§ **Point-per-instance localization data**
---------------

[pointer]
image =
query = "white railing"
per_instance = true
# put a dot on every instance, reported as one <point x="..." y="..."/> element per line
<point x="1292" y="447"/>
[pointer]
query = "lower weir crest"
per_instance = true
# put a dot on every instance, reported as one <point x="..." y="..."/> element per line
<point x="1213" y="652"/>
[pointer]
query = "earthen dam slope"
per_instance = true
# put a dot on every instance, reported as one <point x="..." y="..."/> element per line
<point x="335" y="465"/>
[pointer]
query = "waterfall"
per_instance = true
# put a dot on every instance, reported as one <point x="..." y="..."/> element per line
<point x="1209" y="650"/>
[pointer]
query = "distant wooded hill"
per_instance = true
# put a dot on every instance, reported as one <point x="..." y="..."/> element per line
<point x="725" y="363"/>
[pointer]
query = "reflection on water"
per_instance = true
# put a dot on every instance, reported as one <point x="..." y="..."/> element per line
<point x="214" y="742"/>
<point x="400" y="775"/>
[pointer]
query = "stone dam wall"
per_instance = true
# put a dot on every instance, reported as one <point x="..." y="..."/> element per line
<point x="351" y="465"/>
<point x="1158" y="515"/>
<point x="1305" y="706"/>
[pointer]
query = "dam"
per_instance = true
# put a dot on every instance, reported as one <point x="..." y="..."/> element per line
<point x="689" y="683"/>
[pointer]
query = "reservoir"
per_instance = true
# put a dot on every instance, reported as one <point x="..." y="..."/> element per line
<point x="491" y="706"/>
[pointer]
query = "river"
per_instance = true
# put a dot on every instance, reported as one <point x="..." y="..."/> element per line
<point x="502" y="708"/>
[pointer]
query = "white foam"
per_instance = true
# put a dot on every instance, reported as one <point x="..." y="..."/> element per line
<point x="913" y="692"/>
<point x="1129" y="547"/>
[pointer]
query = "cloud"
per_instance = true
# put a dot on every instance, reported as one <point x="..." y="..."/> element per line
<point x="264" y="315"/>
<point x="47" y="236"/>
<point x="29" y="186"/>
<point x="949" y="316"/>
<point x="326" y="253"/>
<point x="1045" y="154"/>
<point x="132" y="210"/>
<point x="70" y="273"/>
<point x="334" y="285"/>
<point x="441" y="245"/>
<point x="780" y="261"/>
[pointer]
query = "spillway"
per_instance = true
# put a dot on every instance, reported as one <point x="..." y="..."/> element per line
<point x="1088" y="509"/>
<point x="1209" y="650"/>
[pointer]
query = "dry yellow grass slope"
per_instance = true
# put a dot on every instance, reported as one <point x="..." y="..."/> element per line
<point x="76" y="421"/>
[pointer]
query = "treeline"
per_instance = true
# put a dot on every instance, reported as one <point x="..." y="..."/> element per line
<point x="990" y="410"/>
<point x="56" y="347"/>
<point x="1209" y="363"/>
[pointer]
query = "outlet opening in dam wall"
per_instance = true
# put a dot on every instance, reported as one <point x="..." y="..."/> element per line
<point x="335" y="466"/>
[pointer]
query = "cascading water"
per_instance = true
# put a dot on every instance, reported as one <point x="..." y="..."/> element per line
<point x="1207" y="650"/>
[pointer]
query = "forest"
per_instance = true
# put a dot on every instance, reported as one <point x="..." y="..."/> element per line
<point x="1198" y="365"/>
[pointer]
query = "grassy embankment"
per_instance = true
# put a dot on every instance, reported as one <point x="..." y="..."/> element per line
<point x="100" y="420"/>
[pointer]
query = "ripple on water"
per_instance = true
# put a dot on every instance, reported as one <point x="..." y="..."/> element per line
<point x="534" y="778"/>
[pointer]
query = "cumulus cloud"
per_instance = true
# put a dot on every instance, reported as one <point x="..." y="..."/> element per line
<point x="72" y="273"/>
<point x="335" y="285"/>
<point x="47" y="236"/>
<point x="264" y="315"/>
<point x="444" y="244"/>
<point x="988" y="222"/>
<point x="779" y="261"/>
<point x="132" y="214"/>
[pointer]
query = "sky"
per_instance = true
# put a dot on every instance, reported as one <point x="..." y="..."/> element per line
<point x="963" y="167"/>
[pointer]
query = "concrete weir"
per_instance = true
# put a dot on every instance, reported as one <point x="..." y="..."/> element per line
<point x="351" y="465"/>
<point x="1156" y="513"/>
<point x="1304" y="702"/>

---------------

§ **Work instructions**
Print the entries exactly. Include every one.

§ **Answer section**
[pointer]
image =
query = "white railing"
per_instance = true
# put a dot on every instance, reported as one <point x="..." y="..."/> element per line
<point x="1292" y="447"/>
[pointer]
query = "lower weir crest"
per_instance = true
# put a dot on every instance, reported as one <point x="..." y="..."/> element per line
<point x="1213" y="652"/>
[pointer]
query = "earthen dam slope"
per_instance = true
# put a dot on every instance, reported as one <point x="..." y="..."/> element per line
<point x="335" y="465"/>
[pointer]
query = "waterfall"
per_instance = true
# put a dot on every instance, reported as one <point x="..." y="..."/> element per line
<point x="1209" y="650"/>
[pointer]
query = "distant wooded hill"
per_instance = true
# put a dot on every instance, reported as one <point x="..." y="..."/> element per line
<point x="725" y="363"/>
[pointer]
query = "reflection on water"
per_instance = true
# put a dot on every instance, reported as one <point x="..." y="..."/> element per line
<point x="214" y="742"/>
<point x="400" y="775"/>
[pointer]
query = "stone dam wall"
per_instance = true
# put a dot on every instance, reported as one <point x="..." y="..."/> element per line
<point x="351" y="465"/>
<point x="1158" y="515"/>
<point x="1305" y="706"/>
[pointer]
query = "dam"
per_instance = true
# put a dot on every instance, reported as one <point x="..." y="..."/> element per line
<point x="689" y="683"/>
[pointer]
query = "reservoir"
per_instance = true
# put a dot on every instance, reported as one <point x="..." y="..."/> element per line
<point x="491" y="706"/>
[pointer]
query = "river"
per_instance = true
# put a dot on every instance, reported as one <point x="..." y="..."/> element per line
<point x="502" y="708"/>
[pointer]
query = "white foam"
per_instance = true
# put a dot on every instance, reported as one <point x="..." y="..."/> element per line
<point x="913" y="692"/>
<point x="1129" y="547"/>
[pointer]
query = "cloud"
per_instance = true
# put a dot on every instance, reported as one <point x="..." y="..."/> element per line
<point x="264" y="315"/>
<point x="47" y="236"/>
<point x="29" y="186"/>
<point x="949" y="316"/>
<point x="326" y="253"/>
<point x="1045" y="154"/>
<point x="132" y="210"/>
<point x="70" y="273"/>
<point x="334" y="285"/>
<point x="441" y="245"/>
<point x="780" y="261"/>
[pointer]
query = "spillway"
per_instance = true
# put a dot on every instance, reported as one <point x="..." y="..."/> element per line
<point x="1088" y="509"/>
<point x="1209" y="650"/>
[pointer]
query = "dry yellow grass slope"
per_instance = true
# put a dot on every instance, reported as one <point x="..." y="..."/> element per line
<point x="76" y="421"/>
[pointer]
query = "treeline"
per_instance = true
# put a dot on every instance, reported as one <point x="..." y="..."/> element per line
<point x="990" y="410"/>
<point x="56" y="347"/>
<point x="1209" y="363"/>
[pointer]
query = "outlet opening in dam wall"
per_instance = true
# put a dot on every instance, reported as one <point x="..." y="..."/> element per line
<point x="335" y="466"/>
[pointer]
query = "cascading water"
per_instance = true
# put a dot on every instance, reported as one <point x="..." y="..."/> element per line
<point x="1207" y="650"/>
[pointer]
query = "forest"
per_instance = true
# put a dot on every instance, reported as one <point x="..." y="..."/> element per line
<point x="1198" y="365"/>
[pointer]
query = "grassy embankment"
per_instance = true
# put a dot on every instance, reported as one <point x="..." y="..."/> element per line
<point x="100" y="420"/>
[pointer]
query = "ripple on water"
per_instance = true
# put a dot on every instance, reported as one <point x="..." y="..."/> element per line
<point x="534" y="778"/>
[pointer]
query = "cumulus cloud"
per_instance = true
# put a dot on every instance, reported as one <point x="..." y="..."/> element per line
<point x="72" y="273"/>
<point x="335" y="285"/>
<point x="47" y="236"/>
<point x="264" y="315"/>
<point x="444" y="244"/>
<point x="988" y="222"/>
<point x="779" y="261"/>
<point x="132" y="214"/>
[pointer]
query = "sky"
per_instance = true
# put a dot on every instance, reported as one <point x="..." y="..."/> element per line
<point x="963" y="167"/>
[pointer]
query = "concrete weir"
per_instance = true
# put a dot on every instance, reported as one <point x="..." y="..."/> element per line
<point x="351" y="465"/>
<point x="1156" y="513"/>
<point x="1304" y="702"/>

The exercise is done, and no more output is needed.